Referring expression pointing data
== Segment start ==
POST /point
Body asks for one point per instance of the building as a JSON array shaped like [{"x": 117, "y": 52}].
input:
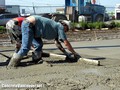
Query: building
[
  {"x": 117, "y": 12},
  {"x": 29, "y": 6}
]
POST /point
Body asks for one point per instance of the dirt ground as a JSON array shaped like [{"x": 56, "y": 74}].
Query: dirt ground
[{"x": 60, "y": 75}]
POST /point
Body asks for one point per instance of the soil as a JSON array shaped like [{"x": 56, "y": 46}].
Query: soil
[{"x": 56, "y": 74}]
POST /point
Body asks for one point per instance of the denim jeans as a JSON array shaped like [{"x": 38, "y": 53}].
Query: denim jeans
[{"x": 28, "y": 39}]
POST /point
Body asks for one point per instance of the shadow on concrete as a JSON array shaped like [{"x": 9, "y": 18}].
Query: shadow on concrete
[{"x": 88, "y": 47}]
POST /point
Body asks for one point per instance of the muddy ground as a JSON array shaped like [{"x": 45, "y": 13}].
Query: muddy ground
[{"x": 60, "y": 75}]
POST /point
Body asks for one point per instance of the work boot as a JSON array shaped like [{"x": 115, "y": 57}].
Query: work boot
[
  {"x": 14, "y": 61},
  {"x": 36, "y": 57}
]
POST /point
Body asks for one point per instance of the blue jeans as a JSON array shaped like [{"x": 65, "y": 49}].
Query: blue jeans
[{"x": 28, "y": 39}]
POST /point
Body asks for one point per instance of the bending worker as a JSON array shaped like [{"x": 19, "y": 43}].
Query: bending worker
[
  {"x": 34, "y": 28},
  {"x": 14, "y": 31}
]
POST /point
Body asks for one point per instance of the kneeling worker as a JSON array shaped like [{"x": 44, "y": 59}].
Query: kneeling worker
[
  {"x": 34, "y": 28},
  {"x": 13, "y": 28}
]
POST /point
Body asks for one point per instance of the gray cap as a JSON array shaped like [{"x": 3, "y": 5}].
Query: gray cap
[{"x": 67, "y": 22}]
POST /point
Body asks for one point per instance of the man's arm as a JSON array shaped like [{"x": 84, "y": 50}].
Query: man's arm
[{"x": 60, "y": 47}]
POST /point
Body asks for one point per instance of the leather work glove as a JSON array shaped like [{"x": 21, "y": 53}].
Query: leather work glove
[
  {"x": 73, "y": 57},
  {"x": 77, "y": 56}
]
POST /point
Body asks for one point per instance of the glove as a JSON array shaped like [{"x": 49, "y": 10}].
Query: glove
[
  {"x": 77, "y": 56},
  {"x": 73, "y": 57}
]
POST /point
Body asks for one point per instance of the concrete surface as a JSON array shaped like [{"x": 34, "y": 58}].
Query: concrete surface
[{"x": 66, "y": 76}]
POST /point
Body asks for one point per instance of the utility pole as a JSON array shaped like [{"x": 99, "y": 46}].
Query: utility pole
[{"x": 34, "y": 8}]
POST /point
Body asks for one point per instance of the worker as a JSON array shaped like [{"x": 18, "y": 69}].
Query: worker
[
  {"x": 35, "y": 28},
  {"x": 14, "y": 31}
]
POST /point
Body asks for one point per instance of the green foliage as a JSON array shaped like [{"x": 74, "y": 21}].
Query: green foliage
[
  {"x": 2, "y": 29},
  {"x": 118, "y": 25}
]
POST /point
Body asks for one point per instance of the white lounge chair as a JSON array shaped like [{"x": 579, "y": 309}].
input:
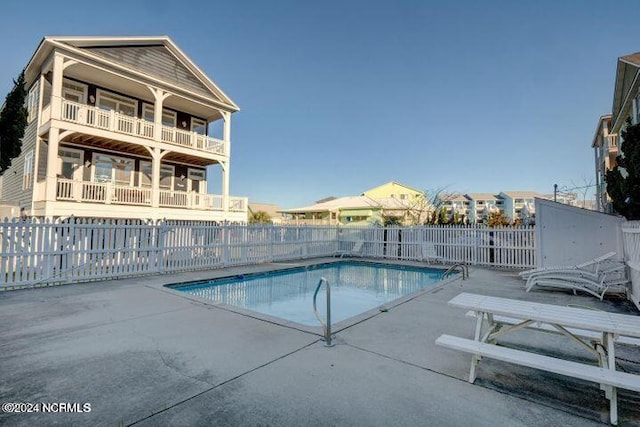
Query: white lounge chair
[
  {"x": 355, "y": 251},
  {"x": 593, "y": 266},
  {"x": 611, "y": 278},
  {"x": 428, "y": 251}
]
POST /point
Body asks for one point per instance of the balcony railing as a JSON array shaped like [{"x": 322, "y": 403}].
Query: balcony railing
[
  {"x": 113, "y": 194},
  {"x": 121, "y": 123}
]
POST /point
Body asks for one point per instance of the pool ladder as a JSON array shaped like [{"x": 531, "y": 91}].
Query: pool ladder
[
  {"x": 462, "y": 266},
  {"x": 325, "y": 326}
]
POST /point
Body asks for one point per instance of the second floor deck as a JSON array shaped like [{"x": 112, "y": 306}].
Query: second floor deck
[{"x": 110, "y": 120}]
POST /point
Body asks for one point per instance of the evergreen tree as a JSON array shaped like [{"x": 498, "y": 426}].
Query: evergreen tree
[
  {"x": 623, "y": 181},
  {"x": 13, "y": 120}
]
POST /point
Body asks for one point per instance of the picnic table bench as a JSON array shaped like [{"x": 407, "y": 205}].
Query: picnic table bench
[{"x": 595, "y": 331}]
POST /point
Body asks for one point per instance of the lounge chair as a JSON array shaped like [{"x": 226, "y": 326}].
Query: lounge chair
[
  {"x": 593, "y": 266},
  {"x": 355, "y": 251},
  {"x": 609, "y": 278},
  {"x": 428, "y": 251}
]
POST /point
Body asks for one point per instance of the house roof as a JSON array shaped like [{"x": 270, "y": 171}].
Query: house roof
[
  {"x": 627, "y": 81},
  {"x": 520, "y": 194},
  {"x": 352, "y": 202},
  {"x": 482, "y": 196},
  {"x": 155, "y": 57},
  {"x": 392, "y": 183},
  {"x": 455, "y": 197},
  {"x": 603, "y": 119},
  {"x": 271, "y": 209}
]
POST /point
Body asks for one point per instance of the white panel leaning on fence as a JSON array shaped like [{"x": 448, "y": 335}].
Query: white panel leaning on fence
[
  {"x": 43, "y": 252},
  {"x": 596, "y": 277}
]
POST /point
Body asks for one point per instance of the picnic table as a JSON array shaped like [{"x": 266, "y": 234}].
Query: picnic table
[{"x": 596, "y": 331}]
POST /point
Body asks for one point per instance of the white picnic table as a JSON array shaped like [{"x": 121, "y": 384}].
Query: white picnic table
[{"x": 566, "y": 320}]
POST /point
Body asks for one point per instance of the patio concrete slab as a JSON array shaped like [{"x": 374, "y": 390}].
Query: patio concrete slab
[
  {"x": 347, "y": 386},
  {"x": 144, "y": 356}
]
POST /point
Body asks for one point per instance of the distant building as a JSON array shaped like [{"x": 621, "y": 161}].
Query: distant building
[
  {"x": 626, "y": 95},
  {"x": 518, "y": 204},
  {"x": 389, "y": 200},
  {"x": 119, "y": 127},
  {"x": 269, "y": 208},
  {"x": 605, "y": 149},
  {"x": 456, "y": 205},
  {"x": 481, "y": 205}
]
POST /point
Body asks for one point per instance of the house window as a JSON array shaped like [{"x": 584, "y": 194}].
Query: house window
== Segment end ==
> BRIEF
Although the entries contain pictures, reproduce only the rest, exactly as written.

> FINISHED EXERCISE
POST /point
Body asks for one point per instance of the building as a JSON array shaped like [{"x": 117, "y": 52}].
input:
Query: building
[
  {"x": 117, "y": 12},
  {"x": 29, "y": 6}
]
POST /point
Body asks for one point per instance of the dirt ground as a JSON array shaped like [{"x": 56, "y": 74}].
Query: dirt ground
[{"x": 60, "y": 75}]
POST /point
Body asks for one point per instance of the soil as a JSON array shaped like [{"x": 56, "y": 46}].
Query: soil
[{"x": 56, "y": 74}]
POST /point
Body asks for one point per instance of the denim jeans as a JSON array shaped like [{"x": 38, "y": 53}].
Query: denim jeans
[{"x": 28, "y": 39}]
POST /point
Body asks for one point per instance of the shadow on concrete as a JSON array shaped like [{"x": 9, "y": 18}].
Query: shadow on concrete
[{"x": 88, "y": 47}]
POST /point
Body asks for one point per instance of the muddy ground as a JSON array shaped like [{"x": 45, "y": 13}].
Query: muddy ground
[{"x": 60, "y": 75}]
POST /point
Body asks for one point per instance of the work boot as a JSON array shaped like [{"x": 115, "y": 57}].
Query: work boot
[
  {"x": 14, "y": 61},
  {"x": 36, "y": 57}
]
POST /point
Body asks for one point per instance of the blue jeans as a JSON array shaped like [{"x": 65, "y": 49}].
Query: blue jeans
[{"x": 28, "y": 39}]
POST /point
Body asks for one point per instance of the bending worker as a JSON array shaped like [{"x": 19, "y": 43}].
Query: bending worker
[
  {"x": 34, "y": 28},
  {"x": 14, "y": 31}
]
POST /point
Body asks for one point per instance of the kneeling worker as a JSON array shaped like [{"x": 44, "y": 59}].
Query: kneeling worker
[
  {"x": 34, "y": 28},
  {"x": 13, "y": 28}
]
POST /point
Body asks for one point per instance of the gray cap as a JSON array shaped like [{"x": 3, "y": 5}].
Query: gray cap
[{"x": 67, "y": 22}]
POST /point
Body asks for one point per instance of the man's arm as a JSON array shaped like [{"x": 84, "y": 50}].
Query: man's arm
[{"x": 60, "y": 47}]
POST /point
Body asks for one point per instance of the leather work glove as a JSON array shaped like [{"x": 21, "y": 53}].
Query: leather work glove
[
  {"x": 73, "y": 57},
  {"x": 77, "y": 56}
]
POST /point
Body asks for one point per instance of the glove as a JSON array shaped like [{"x": 49, "y": 10}].
Query: glove
[
  {"x": 77, "y": 56},
  {"x": 73, "y": 57}
]
POST /point
Body asks for one point per instance of the concrete surface as a JSON array shaped like [{"x": 34, "y": 58}].
Query: concrete surface
[{"x": 66, "y": 76}]
POST /point
Body asks for one point per instance of the utility pole as a JSON array shaped like [{"x": 99, "y": 46}].
Query: utility pole
[{"x": 34, "y": 8}]
POST /point
Body asks for one point per instance of the worker as a JSON array shaped like [{"x": 18, "y": 69}].
Query: worker
[
  {"x": 35, "y": 28},
  {"x": 14, "y": 31}
]
POST /point
Body asks for one point per instance of the green foliage as a JSON array shaped like [{"x": 74, "y": 21}].
Query: green foliage
[
  {"x": 2, "y": 29},
  {"x": 118, "y": 25}
]
POST /point
Body asks for one point per instance of the white lounge chair as a JSON array shaped like [{"x": 579, "y": 309}].
input:
Query: white lounge chair
[
  {"x": 355, "y": 251},
  {"x": 593, "y": 266},
  {"x": 611, "y": 278},
  {"x": 428, "y": 251}
]
POST /point
Body asks for one point per instance of the balcony railing as a JSON array shaped like [{"x": 322, "y": 403}].
Query: balcony railing
[
  {"x": 113, "y": 194},
  {"x": 121, "y": 123}
]
POST /point
Body asks for one point per instance of the pool ladder as a JSON array shaped like [{"x": 531, "y": 91}].
Query: pool ladder
[
  {"x": 462, "y": 266},
  {"x": 325, "y": 326}
]
POST /point
Body asks for one point per instance of the second floor deck as a JSON array shaped like [{"x": 112, "y": 306}].
Query: second floor deck
[{"x": 110, "y": 120}]
POST /point
Body asks for one point per instance of the evergreen tree as a JSON array shaped like [{"x": 498, "y": 426}].
Query: evergreen tree
[
  {"x": 623, "y": 181},
  {"x": 13, "y": 120}
]
POST /point
Body asks for one point per instance of the picnic table bench as a JSON array shaped like [{"x": 407, "y": 205}].
Query: picnic table bench
[{"x": 595, "y": 331}]
POST /point
Body asks for one point per instance of the lounge chair as a JSON array shaped like [{"x": 226, "y": 326}].
Query: lounge chair
[
  {"x": 593, "y": 266},
  {"x": 355, "y": 251},
  {"x": 609, "y": 278},
  {"x": 428, "y": 251}
]
POST /point
Body asks for one point per instance of the house roof as a JSON array shaped like [{"x": 270, "y": 171}].
Query: house roof
[
  {"x": 627, "y": 81},
  {"x": 520, "y": 194},
  {"x": 352, "y": 202},
  {"x": 482, "y": 196},
  {"x": 155, "y": 57},
  {"x": 392, "y": 183},
  {"x": 455, "y": 197},
  {"x": 603, "y": 119},
  {"x": 271, "y": 209}
]
POST /point
Body asks for one point per instance of the white panel leaning on fence as a JSON array shaped like [{"x": 448, "y": 335}].
Query: white panel leaning on fence
[
  {"x": 43, "y": 252},
  {"x": 596, "y": 277}
]
POST /point
Body asks for one point per instance of the picnic table as a JSON array shaped like [{"x": 266, "y": 234}].
Query: picnic table
[{"x": 596, "y": 331}]
POST /point
Body asks for one point per instance of the white picnic table as a JSON array shaped like [{"x": 121, "y": 384}].
Query: white picnic table
[{"x": 566, "y": 320}]
POST /point
Body asks for one point per instance of the patio concrete slab as a JSON array shaped like [{"x": 374, "y": 390}].
Query: patio concrete slab
[
  {"x": 347, "y": 386},
  {"x": 144, "y": 356}
]
POST /point
Body asks for one point per instance of the distant building as a JSON array shaped like [{"x": 621, "y": 161}].
Query: distant building
[
  {"x": 626, "y": 95},
  {"x": 518, "y": 204},
  {"x": 389, "y": 200},
  {"x": 119, "y": 127},
  {"x": 269, "y": 208},
  {"x": 605, "y": 149},
  {"x": 456, "y": 205},
  {"x": 481, "y": 205}
]
POST /point
Body asks for one point per instance of the house window as a JSON array shaped like [{"x": 584, "y": 194}].
Query: house window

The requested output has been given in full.